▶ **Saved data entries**
::::::

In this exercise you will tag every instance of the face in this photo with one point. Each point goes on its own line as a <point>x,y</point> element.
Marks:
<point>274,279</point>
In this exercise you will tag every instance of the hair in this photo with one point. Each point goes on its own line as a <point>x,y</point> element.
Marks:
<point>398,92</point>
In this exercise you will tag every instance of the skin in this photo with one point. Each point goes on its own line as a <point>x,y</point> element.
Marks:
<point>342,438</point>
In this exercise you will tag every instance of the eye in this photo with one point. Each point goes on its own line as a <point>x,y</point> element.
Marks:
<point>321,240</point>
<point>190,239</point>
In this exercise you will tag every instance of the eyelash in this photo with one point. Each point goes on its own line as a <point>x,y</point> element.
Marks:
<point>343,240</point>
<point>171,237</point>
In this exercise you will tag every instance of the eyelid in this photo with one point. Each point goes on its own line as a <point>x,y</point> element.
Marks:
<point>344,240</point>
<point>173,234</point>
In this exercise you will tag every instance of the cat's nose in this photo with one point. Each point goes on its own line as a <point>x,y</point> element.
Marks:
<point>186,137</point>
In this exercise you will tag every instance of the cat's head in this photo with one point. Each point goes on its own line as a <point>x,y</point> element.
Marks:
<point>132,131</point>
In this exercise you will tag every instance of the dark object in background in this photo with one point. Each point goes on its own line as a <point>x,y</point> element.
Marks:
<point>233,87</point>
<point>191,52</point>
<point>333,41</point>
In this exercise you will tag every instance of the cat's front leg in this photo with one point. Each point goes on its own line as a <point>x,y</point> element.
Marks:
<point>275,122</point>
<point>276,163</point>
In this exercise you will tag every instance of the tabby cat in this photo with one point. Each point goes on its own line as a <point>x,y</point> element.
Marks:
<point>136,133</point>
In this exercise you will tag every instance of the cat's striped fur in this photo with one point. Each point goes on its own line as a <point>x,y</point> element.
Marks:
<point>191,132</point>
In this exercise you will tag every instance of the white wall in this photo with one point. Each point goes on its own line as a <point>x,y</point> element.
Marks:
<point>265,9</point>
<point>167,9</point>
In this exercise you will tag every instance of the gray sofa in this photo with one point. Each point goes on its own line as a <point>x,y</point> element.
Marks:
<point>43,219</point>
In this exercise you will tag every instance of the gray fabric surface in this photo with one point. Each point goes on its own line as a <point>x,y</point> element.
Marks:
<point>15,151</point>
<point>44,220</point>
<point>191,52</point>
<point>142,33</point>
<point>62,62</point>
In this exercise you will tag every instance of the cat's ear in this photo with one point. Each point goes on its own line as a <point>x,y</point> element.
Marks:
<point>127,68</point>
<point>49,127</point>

::::::

Please extract exactly, and only, the lines from the line containing "the gray sofa" through the last line of the records.

▶ **Task response**
In this exercise you will tag every instance of the gray sofa in this photo with one point. Each point goes on its own line as a <point>x,y</point> element.
Marks:
<point>43,219</point>
In this exercise you will tag every instance of the gray fabric surface in this photo with one point. Each point goes on its own line as a <point>x,y</point> element.
Marks:
<point>15,151</point>
<point>44,220</point>
<point>191,52</point>
<point>142,33</point>
<point>62,62</point>
In this exercise you will tag every instance of the cat's ear in this photo with one point. Each point goes on its own line as a <point>x,y</point> element.
Marks:
<point>127,68</point>
<point>49,127</point>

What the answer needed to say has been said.